Dê continuidade ao trecho sobre a condição de pedestre, a partir da última frase apresentada.

* [TRECHO]:
- - - - -
Nós, seres humanos, somos bípedes. seres caminhantes, desde que alinhamos a coluna vertebral, nos primórdios de nossa evolução. Eu sou, além disso, um pedestre. Parece estranho distinguir essa condição, mas por estarmos cada vez mais motorizados, realço a minha profissão de fé em caminhar. Obviamente, me utilizo de automóveis para me deslocar de um lado para outro, tanto profissionalmente quando para outros compromissos. Apesar de “ideologicamente” rejeitar o carro como a melhor opção de transporte, depois dos 30 anos, casado, me senti impelido a fazer aulas de direção. Mas não me tornei motorista autorizado. Não consegui passar nos exames. Falhei três vezes. Não insisti mais.
- - - - -
* [RECORTE DOS DADOS]:
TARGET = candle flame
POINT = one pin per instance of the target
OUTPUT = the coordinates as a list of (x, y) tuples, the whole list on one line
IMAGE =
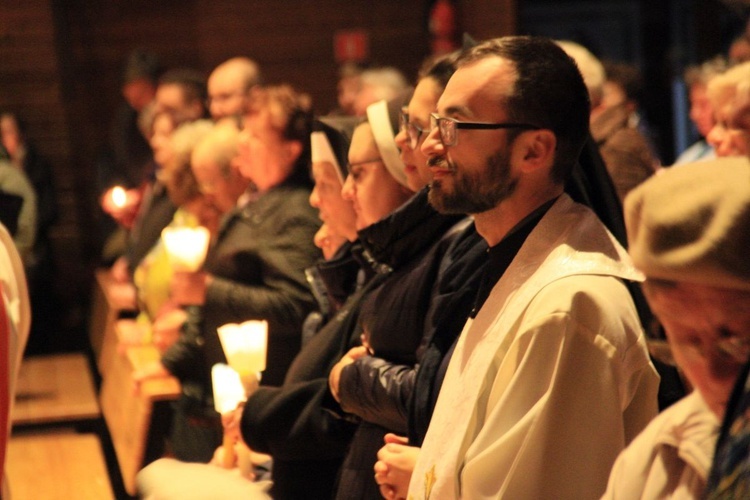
- - - - -
* [RESULTADO]:
Quando fiz 18 anos, a primeira decisão que tomei para me sentir descompromissado com o status quo foi o de não tentar tirar carta de motorista – documento emblemático para o ritual de passagem da adolescência para a vida adulta. Para corroborar minha atitude, em certa ocasião vi uma exposição fotográfica no Instituto Goethe, a respeito da cultura do carro, da construção de vias preferenciais, “autobahns” e de como somos condicionados a utilizar veículos motorizados individuais como indicativo de autonomia, quando, na verdade, criamos dependência, além de uma relação quase pessoal-amorosa com o objeto-icônico – motivo de altercações leves a violentas, a culminar com crimes de morte por simplórias questões de trânsito.

No atual estágio, apesar de haver crescimento dos alternativos, o carro é um “ser” poluente, excludente (aparta as pessoas em vez de congregá-las) e assassino. Já ouvi dizer que se quisesse cometer o crime perfeito, um atropelamento seria a forma mais viável. Horrível, mas verdadeiro. Basicamente, é aço contra carne. E tudo isso, em nome de um suposto conforto, à custa de muito desgaste emocional e financeiro. Mas, enfim, precisamos continuar a movimentar a Máquina.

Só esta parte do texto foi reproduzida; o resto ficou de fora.